▶ WHAT THE EXERCISE ASKS
Express the material below as a JSON list of strings, starting at the line that contains "negative clicks: (33, 27) (37, 26)" and ending at the final line, both included. Use one string per line and leave out blank lines.

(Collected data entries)
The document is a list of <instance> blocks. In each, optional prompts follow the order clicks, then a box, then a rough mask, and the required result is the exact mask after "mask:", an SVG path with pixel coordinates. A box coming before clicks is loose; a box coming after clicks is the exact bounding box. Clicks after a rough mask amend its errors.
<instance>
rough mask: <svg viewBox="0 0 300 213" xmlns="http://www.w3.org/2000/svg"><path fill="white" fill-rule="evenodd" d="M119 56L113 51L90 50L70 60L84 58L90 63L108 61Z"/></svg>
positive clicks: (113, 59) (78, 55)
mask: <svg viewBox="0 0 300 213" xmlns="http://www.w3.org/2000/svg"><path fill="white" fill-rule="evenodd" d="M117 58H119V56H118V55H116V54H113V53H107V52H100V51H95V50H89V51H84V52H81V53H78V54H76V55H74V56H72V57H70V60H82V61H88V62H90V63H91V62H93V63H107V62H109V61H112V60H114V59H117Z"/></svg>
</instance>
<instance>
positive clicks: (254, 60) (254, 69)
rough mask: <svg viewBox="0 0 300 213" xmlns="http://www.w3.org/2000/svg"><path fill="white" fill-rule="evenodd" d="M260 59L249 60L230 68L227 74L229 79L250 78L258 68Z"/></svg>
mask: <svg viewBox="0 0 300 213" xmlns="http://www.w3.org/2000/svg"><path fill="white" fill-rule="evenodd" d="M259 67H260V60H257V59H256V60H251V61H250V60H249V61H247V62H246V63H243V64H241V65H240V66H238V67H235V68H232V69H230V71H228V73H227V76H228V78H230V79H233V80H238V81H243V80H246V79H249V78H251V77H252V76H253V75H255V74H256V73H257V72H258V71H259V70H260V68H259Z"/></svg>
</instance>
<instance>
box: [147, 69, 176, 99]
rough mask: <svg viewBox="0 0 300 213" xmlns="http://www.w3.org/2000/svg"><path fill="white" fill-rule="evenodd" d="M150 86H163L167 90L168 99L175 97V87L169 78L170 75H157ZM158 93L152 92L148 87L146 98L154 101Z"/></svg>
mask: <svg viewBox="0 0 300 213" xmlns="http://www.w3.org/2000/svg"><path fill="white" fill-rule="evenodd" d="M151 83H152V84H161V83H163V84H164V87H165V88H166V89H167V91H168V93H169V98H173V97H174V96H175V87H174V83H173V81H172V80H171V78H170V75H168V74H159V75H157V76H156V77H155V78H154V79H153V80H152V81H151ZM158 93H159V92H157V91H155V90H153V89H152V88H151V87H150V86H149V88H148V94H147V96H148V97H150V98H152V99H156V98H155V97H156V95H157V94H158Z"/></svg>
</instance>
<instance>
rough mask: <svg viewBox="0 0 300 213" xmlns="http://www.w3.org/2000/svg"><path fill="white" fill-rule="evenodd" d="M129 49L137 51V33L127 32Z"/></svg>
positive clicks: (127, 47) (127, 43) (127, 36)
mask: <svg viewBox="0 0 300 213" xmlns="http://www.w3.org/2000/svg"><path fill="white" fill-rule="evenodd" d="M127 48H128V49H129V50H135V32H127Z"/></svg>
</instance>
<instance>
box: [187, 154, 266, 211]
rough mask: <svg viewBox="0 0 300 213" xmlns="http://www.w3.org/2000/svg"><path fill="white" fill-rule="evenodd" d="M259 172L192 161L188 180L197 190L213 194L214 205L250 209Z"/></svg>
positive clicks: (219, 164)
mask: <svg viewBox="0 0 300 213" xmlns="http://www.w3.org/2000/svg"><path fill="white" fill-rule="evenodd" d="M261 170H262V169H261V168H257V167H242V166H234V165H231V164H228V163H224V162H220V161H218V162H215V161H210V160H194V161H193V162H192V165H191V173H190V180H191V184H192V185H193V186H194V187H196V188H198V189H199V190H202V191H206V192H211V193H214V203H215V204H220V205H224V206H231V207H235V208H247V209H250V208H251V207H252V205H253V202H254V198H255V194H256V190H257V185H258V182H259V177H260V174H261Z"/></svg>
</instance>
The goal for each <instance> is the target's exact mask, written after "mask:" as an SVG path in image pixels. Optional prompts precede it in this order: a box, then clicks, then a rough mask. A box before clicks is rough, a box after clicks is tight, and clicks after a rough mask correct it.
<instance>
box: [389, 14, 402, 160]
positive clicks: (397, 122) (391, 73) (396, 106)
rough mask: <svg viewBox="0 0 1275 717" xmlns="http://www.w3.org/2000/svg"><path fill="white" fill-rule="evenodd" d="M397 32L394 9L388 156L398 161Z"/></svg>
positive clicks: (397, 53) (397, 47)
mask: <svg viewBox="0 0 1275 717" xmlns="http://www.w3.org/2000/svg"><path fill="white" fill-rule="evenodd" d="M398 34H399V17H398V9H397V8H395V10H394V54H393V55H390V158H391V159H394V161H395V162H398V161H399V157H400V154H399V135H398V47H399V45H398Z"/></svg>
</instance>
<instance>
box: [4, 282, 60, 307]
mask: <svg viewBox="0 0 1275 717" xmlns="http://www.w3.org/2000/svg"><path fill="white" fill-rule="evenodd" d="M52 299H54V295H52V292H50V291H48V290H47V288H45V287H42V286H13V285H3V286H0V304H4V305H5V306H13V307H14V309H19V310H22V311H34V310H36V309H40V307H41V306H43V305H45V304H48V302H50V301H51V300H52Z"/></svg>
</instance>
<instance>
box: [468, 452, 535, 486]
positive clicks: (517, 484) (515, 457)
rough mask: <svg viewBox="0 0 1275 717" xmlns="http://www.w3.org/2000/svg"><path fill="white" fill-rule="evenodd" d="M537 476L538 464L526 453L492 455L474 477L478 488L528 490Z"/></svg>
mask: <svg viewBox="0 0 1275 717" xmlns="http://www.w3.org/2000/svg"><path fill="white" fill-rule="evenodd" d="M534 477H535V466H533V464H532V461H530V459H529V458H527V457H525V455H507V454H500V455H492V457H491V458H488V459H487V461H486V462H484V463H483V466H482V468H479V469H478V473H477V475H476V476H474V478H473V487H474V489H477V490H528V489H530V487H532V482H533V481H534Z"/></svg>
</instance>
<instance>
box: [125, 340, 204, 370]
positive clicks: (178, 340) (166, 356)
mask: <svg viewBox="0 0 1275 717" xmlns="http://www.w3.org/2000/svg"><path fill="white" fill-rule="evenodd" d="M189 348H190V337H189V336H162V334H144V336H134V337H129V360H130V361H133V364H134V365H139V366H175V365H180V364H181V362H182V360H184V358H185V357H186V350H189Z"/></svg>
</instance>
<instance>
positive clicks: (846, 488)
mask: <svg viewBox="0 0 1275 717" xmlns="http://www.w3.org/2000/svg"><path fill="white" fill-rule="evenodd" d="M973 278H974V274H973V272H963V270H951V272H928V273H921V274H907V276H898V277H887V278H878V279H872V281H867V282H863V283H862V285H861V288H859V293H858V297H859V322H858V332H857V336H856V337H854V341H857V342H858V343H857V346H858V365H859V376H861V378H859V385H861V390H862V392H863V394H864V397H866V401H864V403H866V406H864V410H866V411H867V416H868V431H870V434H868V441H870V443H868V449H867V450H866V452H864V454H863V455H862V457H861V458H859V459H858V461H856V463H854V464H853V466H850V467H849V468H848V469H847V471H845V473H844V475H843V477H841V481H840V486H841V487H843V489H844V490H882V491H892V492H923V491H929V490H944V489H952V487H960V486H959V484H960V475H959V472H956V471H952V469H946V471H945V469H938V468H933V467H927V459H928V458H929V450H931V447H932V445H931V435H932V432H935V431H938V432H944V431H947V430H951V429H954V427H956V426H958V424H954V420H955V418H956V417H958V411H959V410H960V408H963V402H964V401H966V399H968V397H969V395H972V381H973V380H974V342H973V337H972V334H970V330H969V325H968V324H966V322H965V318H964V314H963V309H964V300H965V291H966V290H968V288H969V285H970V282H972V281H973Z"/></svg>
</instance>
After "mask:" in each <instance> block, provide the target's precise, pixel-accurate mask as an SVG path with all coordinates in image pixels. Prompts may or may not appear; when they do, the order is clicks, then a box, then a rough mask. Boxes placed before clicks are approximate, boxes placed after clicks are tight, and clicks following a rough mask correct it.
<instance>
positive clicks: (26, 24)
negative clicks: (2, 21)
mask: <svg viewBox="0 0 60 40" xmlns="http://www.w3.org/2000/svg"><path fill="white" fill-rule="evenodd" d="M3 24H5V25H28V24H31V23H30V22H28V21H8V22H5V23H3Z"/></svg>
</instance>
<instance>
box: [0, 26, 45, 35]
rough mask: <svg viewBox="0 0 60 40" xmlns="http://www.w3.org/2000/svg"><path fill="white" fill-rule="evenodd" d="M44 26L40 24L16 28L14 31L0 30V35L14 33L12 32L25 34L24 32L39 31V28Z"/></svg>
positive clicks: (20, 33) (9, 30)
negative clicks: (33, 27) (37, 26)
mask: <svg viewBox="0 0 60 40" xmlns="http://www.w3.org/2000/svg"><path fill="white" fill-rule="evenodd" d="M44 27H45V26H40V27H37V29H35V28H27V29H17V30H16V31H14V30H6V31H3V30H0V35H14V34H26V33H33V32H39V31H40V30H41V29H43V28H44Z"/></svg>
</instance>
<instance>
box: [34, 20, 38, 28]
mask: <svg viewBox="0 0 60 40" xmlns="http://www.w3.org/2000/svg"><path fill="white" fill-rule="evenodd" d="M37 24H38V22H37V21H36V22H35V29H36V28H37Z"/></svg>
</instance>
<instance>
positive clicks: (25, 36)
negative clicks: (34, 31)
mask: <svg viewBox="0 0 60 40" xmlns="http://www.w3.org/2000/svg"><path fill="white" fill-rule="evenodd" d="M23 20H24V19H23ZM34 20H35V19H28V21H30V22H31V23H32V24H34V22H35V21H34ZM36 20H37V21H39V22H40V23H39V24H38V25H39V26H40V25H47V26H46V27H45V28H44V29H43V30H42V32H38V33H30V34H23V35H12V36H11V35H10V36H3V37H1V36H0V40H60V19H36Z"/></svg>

▶ SOLUTION FOR THIS EXERCISE
[
  "negative clicks: (33, 27) (37, 26)",
  "mask: <svg viewBox=\"0 0 60 40\" xmlns=\"http://www.w3.org/2000/svg\"><path fill=\"white\" fill-rule=\"evenodd\" d=\"M44 27H45V26H40V27H37V29H35V28H27V29H17V30H16V31H14V30H6V31H3V30H0V35H14V34H26V33H33V32H39V31H40V30H41V29H43V28H44Z\"/></svg>",
  "</instance>",
  "<instance>",
  "box: [34, 20, 38, 28]",
  "mask: <svg viewBox=\"0 0 60 40\" xmlns=\"http://www.w3.org/2000/svg\"><path fill=\"white\" fill-rule=\"evenodd\" d=\"M37 24H38V22H37V21H36V22H35V29H36V28H37Z\"/></svg>",
  "</instance>",
  "<instance>",
  "positive clicks: (25, 36)",
  "negative clicks: (34, 31)",
  "mask: <svg viewBox=\"0 0 60 40\" xmlns=\"http://www.w3.org/2000/svg\"><path fill=\"white\" fill-rule=\"evenodd\" d=\"M23 20H24V19H23ZM34 20H35V19H28V21H30V22H31V23H32V24H34V22H35V21H34ZM36 20H37V21H39V22H40V23H39V24H38V25H39V26H40V25H47V26H46V27H45V28H44V29H43V30H42V32H38V33H30V34H23V35H12V36H11V35H10V36H3V37H1V36H0V40H60V19H36Z\"/></svg>"
]